- **Assigned task**: Everything in the records below should be set down again, word for word.

- **Source information**:
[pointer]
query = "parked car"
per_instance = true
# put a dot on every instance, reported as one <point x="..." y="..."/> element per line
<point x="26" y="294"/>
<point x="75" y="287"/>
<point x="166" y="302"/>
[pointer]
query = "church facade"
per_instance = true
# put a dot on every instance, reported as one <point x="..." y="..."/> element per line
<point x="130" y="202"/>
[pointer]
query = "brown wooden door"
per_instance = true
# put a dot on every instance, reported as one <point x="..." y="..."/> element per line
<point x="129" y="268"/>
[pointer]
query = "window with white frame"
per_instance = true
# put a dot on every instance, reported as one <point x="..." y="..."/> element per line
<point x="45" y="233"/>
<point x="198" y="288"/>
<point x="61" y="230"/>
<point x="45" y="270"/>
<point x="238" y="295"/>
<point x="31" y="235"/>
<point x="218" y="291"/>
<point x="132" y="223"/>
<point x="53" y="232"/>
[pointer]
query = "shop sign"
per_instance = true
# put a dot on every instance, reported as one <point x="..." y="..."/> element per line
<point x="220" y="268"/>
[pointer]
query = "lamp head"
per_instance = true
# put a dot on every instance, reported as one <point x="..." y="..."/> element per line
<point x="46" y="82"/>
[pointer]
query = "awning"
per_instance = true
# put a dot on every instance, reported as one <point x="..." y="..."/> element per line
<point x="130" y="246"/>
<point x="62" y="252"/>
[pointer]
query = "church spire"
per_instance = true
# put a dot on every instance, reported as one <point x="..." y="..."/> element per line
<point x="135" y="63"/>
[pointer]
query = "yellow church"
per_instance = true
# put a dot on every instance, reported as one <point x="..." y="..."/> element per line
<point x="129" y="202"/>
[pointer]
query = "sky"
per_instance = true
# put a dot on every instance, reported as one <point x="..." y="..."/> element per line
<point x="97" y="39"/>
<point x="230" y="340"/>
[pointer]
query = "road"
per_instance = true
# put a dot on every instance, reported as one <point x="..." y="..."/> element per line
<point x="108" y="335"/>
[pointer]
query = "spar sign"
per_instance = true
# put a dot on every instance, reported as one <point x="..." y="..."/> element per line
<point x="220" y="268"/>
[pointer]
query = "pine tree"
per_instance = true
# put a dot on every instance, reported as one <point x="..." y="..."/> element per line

- **Result**:
[pointer]
query = "parked car"
per_instance = true
# put a dot on every instance, reported as one <point x="..." y="..."/> element per line
<point x="26" y="294"/>
<point x="75" y="287"/>
<point x="166" y="302"/>
[pointer]
query = "church facade"
per_instance = true
# put a dot on every instance, reported as one <point x="..." y="..."/> element per line
<point x="130" y="202"/>
[pointer]
query = "brown wooden door"
per_instance = true
# put a dot on every instance, reported as one <point x="..." y="..."/> element per line
<point x="129" y="268"/>
[pointer]
query = "window with white frame"
per_instance = true
# put a dot on every instance, reported as one <point x="..." y="..."/> element per line
<point x="45" y="233"/>
<point x="198" y="288"/>
<point x="61" y="230"/>
<point x="45" y="270"/>
<point x="238" y="295"/>
<point x="31" y="235"/>
<point x="218" y="291"/>
<point x="132" y="223"/>
<point x="53" y="232"/>
[pointer]
query = "shop sign"
per_instance = true
# put a dot on every instance, reported as one <point x="..." y="..."/> element per line
<point x="220" y="268"/>
[pointer]
query = "lamp head"
per_instance = true
# put a dot on every instance, reported as one <point x="..." y="..."/> element per line
<point x="46" y="82"/>
[pointer]
query = "awning"
per_instance = true
# put a dot on every instance, reported as one <point x="..." y="..."/> element per line
<point x="130" y="246"/>
<point x="62" y="252"/>
[pointer]
query = "church spire"
per_instance = true
# put a dot on every instance, reported as one <point x="..." y="..."/> element per line
<point x="135" y="63"/>
[pointer]
query = "yellow church"
per_instance = true
# put a dot on every instance, reported as one <point x="..." y="..."/> element per line
<point x="129" y="202"/>
[pointer]
query = "sky"
per_instance = true
# put a dot on every instance, reported as one <point x="..." y="..."/> element per line
<point x="97" y="39"/>
<point x="230" y="340"/>
[pointer]
query = "road"
per_instance = true
# put a dot on every instance, reported as one <point x="..." y="..."/> element per line
<point x="108" y="335"/>
[pointer]
query = "spar sign"
per_instance = true
# put a dot on every instance, reported as one <point x="..." y="..."/> element per line
<point x="220" y="268"/>
[pointer]
query = "pine tree"
per_instance = true
# put a dot on every instance, reported as one <point x="..." y="..."/> element per line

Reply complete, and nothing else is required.